> **Problema a**:
Mostre, por favor, cada linha dos registros em que aparece a palavra "flower", copiando-a inteira.

> **Trecho selecionado**:
>>>

Eis algumas das recomendações do CEMBS:
1 - O estabelecimento de leis municipais contra os ruídos, paralelamente ao
planejamento definindo as áreas industriais, comerciais e residenciais, bem como plano viário visando à descentralização do trânsito e à eliminação
dos congestionamentos. Motivo: a continuar o aumento do nível de sonoridade, sem as medidas saneadoras, o homem do futuro terá audição rudimentar ou
completa surdez, além de outros comprometimentos biológicos.
2 - Alerta quanto à poluição do solo por resíduos, particularmente o lixo, o
que determinou, à questão da distinção (N.E.: destinação...?) do lixo, um capítulo
especial durante as reuniões.
3 - Acelerar o processo de implantação do sistema de esgotos sanitários das
áreas não esgotadas dos municípios da Baixada, impedir o lançamento de líquidos residuários industriais no solo sem um prévio condicionamento,
restringir o uso de pesticidas em atividades municipais e controlar o uso de rodenticidas, em programas de desratização.
4 - Criação de um centro de armazenamento e distribuição de gêneros
alimentícios para a Baixada; construção de armazéns para que o comércio varejista estoque suas mercadorias; evitar o surgimento de lojas de
bagunças; proibição de instalação de hotéis de alta rotatividade junto aos centros comerciais; e funcionamento do comércio noturno na Baixada,
com isenção de pagamento de taxas adicionais.

<<<

> **Problema b**:
Extraia o trecho sobre as recomendações do CEMBS na íntegra, sem nenhuma alteração.

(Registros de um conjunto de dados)

>>>

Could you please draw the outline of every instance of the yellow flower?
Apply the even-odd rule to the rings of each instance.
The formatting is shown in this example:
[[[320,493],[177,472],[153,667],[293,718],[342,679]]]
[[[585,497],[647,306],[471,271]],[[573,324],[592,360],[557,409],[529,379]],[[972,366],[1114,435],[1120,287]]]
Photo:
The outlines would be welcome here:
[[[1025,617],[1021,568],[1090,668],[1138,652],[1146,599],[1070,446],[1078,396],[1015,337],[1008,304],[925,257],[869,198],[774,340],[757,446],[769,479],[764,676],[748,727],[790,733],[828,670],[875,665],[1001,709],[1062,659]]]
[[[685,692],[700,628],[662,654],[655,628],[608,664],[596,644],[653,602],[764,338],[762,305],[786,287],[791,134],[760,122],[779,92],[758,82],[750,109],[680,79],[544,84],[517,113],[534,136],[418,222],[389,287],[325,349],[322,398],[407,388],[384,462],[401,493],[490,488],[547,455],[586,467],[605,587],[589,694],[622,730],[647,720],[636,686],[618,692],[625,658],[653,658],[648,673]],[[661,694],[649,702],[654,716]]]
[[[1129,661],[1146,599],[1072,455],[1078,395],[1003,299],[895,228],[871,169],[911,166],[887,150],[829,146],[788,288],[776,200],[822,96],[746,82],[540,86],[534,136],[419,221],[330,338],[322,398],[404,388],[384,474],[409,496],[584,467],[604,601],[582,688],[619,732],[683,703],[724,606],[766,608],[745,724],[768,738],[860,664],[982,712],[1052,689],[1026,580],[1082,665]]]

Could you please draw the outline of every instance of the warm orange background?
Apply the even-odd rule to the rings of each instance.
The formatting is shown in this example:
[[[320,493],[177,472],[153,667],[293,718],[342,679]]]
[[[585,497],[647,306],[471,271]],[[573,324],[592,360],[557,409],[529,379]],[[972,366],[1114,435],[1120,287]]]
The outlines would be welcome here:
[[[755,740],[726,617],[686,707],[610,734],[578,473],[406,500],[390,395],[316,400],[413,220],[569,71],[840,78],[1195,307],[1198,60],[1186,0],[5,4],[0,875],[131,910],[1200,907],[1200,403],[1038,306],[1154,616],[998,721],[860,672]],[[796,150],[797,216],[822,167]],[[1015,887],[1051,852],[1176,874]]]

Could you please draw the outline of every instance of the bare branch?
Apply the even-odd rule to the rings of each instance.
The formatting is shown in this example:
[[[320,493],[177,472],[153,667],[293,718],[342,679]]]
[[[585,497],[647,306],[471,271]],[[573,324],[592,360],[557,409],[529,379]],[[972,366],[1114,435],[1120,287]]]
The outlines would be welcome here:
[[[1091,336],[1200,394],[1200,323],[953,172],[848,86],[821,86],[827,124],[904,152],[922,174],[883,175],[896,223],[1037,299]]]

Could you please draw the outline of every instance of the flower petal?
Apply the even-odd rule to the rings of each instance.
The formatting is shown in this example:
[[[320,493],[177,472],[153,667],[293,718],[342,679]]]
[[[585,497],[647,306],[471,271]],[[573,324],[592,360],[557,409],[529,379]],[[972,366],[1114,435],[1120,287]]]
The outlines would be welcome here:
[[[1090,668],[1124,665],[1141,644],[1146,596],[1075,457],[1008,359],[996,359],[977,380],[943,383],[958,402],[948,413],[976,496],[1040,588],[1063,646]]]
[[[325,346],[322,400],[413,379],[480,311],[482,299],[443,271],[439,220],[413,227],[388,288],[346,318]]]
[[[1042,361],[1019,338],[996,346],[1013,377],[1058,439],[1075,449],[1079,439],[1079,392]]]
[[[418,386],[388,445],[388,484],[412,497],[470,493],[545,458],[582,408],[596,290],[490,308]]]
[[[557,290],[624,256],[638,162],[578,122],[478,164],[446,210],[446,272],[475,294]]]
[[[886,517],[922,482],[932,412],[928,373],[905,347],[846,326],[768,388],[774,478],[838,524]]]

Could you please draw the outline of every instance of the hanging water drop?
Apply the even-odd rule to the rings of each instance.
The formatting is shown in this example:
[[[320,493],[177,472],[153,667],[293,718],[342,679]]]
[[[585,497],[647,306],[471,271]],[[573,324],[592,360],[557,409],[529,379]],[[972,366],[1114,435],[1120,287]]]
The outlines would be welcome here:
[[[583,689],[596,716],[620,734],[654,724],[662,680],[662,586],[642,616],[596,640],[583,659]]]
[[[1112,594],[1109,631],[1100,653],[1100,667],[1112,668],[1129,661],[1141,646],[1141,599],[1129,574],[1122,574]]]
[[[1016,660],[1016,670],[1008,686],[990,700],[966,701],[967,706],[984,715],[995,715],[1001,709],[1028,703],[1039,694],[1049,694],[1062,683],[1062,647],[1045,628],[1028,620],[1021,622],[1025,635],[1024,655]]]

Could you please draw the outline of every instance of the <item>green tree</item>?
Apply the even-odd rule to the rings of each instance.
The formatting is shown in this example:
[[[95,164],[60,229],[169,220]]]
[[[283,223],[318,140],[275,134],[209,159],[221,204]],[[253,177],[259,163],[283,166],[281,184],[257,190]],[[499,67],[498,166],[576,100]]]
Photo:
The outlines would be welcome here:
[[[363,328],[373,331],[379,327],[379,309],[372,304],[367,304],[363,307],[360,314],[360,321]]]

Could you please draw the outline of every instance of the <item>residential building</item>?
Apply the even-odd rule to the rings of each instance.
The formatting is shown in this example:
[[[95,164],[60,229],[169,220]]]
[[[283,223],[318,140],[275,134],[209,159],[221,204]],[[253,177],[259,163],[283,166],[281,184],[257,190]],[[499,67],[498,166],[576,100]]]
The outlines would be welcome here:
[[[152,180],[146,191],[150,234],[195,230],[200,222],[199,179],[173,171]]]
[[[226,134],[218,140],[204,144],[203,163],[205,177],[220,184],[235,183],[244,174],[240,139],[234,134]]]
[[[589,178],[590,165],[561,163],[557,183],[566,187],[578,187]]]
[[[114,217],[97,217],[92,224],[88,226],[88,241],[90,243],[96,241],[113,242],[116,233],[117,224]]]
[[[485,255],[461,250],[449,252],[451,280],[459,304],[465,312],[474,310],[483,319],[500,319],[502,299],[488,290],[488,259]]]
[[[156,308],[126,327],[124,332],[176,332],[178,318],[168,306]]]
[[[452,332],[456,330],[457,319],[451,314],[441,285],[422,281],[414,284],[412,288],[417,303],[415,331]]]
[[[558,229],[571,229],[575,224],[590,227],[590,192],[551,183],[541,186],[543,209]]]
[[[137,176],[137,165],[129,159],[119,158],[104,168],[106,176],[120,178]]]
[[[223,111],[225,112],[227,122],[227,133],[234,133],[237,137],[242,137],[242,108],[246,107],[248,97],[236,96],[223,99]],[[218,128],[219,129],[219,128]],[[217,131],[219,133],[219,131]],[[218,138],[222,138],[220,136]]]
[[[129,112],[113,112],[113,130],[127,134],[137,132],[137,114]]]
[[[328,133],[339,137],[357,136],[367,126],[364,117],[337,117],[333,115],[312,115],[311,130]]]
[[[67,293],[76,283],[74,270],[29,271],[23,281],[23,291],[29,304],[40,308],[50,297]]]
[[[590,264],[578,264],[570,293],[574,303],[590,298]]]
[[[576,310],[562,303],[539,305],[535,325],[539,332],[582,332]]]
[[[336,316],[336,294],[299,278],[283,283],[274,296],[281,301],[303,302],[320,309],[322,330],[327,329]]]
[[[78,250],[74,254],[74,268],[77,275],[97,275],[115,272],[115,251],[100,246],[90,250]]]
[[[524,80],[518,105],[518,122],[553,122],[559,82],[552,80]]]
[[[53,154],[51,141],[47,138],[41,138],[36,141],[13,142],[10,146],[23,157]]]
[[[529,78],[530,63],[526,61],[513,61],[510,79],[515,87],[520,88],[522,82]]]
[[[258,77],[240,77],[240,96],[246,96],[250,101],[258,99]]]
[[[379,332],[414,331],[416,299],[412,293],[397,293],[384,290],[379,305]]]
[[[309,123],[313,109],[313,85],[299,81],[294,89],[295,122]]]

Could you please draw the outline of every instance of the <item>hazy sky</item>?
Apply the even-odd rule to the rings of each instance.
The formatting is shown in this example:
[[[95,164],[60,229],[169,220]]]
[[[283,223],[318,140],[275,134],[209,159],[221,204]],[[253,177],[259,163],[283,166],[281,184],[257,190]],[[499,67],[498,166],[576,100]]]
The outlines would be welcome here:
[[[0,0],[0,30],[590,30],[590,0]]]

<<<

> **Resultado a**:
Could you please draw the outline of every instance of the yellow flower?
Could you please draw the outline of every instance of the flower petal?

> **Resultado b**:
Eis algumas das recomendações do CEMBS:
1 - O estabelecimento de leis municipais contra os ruídos, paralelamente ao
planejamento definindo as áreas industriais, comerciais e residenciais, bem como plano viário visando à descentralização do trânsito e à eliminação
dos congestionamentos. Motivo: a continuar o aumento do nível de sonoridade, sem as medidas saneadoras, o homem do futuro terá audição rudimentar ou
completa surdez, além de outros comprometimentos biológicos.
2 - Alerta quanto à poluição do solo por resíduos, particularmente o lixo, o
que determinou, à questão da distinção (N.E.: destinação...?) do lixo, um capítulo
especial durante as reuniões.
3 - Acelerar o processo de implantação do sistema de esgotos sanitários das
áreas não esgotadas dos municípios da Baixada, impedir o lançamento de líquidos residuários industriais no solo sem um prévio condicionamento,
restringir o uso de pesticidas em atividades municipais e controlar o uso de rodenticidas, em programas de desratização.
4 - Criação de um centro de armazenamento e distribuição de gêneros
alimentícios para a Baixada; construção de armazéns para que o comércio varejista estoque suas mercadorias; evitar o surgimento de lojas de
bagunças; proibição de instalação de hotéis de alta rotatividade junto aos centros comerciais; e funcionamento do comércio noturno na Baixada,
com isenção de pagamento de taxas adicionais.